PROVIDED DATA
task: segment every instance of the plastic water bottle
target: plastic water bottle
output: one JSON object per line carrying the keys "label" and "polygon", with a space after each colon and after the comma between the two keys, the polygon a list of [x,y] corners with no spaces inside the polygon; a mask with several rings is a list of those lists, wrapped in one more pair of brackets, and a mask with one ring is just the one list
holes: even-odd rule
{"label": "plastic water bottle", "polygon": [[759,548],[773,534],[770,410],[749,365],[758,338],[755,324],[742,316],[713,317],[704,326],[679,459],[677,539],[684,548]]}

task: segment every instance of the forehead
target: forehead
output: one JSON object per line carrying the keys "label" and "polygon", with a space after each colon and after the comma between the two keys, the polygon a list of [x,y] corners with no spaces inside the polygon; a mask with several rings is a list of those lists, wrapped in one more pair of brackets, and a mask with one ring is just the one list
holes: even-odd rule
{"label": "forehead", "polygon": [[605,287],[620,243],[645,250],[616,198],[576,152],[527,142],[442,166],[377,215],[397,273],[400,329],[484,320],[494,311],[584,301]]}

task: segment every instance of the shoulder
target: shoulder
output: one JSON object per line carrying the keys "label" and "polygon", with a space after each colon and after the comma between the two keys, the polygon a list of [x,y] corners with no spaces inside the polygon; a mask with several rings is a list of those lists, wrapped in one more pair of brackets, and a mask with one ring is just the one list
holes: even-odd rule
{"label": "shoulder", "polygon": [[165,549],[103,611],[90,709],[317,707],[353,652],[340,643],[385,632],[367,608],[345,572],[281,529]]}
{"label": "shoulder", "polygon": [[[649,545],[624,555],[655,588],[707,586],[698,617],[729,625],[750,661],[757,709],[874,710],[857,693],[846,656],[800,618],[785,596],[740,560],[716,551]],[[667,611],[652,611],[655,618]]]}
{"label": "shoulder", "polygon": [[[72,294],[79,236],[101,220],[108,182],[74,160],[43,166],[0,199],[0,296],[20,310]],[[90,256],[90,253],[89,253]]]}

THE REQUEST
Retype nothing except the lines from the line holding "task: segment every instance of the shoulder" through the last line of the entries, both included.

EXPECTED OUTPUT
task: segment every instance of the shoulder
target: shoulder
output: one JSON object per line carrying the keys "label" and "polygon", with a space after each colon and after the comma between the two keys, the polygon a list of [x,y] corners with no spaces inside the polygon; a mask with several rings is a list of those lists, wrapped in one more pair of brackets, and a mask with one ring is just the one list
holes: even-odd rule
{"label": "shoulder", "polygon": [[165,549],[103,611],[90,709],[317,707],[353,652],[340,643],[385,632],[367,608],[345,572],[281,529]]}
{"label": "shoulder", "polygon": [[[649,545],[624,555],[655,588],[707,586],[698,617],[729,625],[750,661],[757,709],[874,710],[857,693],[846,656],[800,618],[785,596],[740,560],[716,551]],[[667,611],[652,611],[655,618]]]}
{"label": "shoulder", "polygon": [[[72,294],[79,236],[101,220],[108,182],[74,160],[43,166],[0,199],[0,296],[20,310]],[[90,256],[90,253],[89,253]]]}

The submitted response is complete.